── EXTRACTED RECORDS
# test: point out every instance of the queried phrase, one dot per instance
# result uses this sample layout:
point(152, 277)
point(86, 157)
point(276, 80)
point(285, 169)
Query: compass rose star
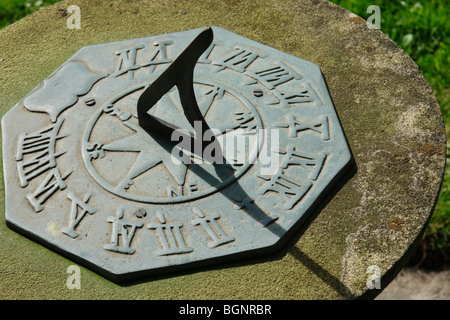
point(151, 153)
point(153, 150)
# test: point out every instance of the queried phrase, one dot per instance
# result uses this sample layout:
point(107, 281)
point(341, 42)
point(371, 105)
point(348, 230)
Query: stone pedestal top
point(366, 226)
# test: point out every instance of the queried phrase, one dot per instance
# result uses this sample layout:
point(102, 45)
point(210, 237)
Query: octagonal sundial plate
point(82, 177)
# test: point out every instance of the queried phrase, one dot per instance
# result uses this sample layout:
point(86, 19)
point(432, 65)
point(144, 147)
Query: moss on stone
point(388, 112)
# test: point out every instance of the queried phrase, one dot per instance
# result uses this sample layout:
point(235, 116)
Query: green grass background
point(422, 29)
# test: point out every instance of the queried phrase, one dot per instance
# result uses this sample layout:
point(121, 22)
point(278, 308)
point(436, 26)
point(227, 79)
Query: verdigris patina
point(90, 173)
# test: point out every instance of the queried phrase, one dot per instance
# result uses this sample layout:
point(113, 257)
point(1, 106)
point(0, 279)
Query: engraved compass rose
point(157, 154)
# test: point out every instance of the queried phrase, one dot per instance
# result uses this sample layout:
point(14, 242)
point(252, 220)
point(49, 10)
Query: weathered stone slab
point(83, 176)
point(368, 223)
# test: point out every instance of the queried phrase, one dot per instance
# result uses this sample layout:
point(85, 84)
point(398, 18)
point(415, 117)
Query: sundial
point(179, 150)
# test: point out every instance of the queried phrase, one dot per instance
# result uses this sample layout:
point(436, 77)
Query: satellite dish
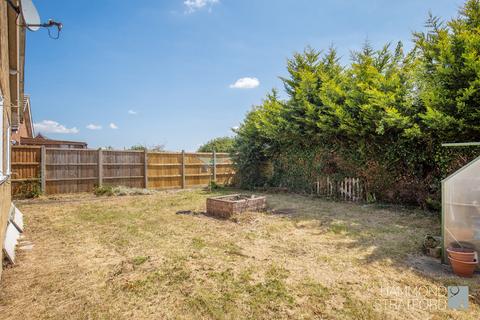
point(30, 15)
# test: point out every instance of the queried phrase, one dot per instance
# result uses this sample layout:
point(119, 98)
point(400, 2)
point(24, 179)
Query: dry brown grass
point(135, 258)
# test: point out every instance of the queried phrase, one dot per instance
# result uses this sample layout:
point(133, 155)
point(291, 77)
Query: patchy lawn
point(134, 257)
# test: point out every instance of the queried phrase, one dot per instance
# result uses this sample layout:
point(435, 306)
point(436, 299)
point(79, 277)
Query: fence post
point(183, 169)
point(214, 166)
point(43, 167)
point(100, 167)
point(146, 169)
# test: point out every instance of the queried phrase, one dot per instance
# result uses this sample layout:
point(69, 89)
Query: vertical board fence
point(348, 189)
point(57, 170)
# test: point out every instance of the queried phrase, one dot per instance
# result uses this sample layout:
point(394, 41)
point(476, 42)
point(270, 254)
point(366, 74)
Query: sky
point(181, 72)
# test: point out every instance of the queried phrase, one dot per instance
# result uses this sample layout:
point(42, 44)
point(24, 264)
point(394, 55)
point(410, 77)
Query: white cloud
────
# GOAL:
Rescale the stretch of items from the very start through the line containing "point(366, 226)": rewrite those lines, requests included, with each coordinate in the answer points multiplied by 1.1 and rounded to a whole number, halves rounding up. Keep the numbers in the requests and their format samples unchanged, and leave out the pictures.

# EXERCISE RESULT:
# test: point out every instance of the queried phrase, one dot per instance
# result uses this sample layout:
point(152, 277)
point(86, 157)
point(276, 80)
point(285, 169)
Query: compass rose star
point(166, 168)
point(168, 165)
# test: point out every instance of the queried phrase, one dot per instance
# result uses this sample layout:
point(107, 281)
point(341, 42)
point(371, 105)
point(348, 230)
Query: stone pedestal top
point(403, 249)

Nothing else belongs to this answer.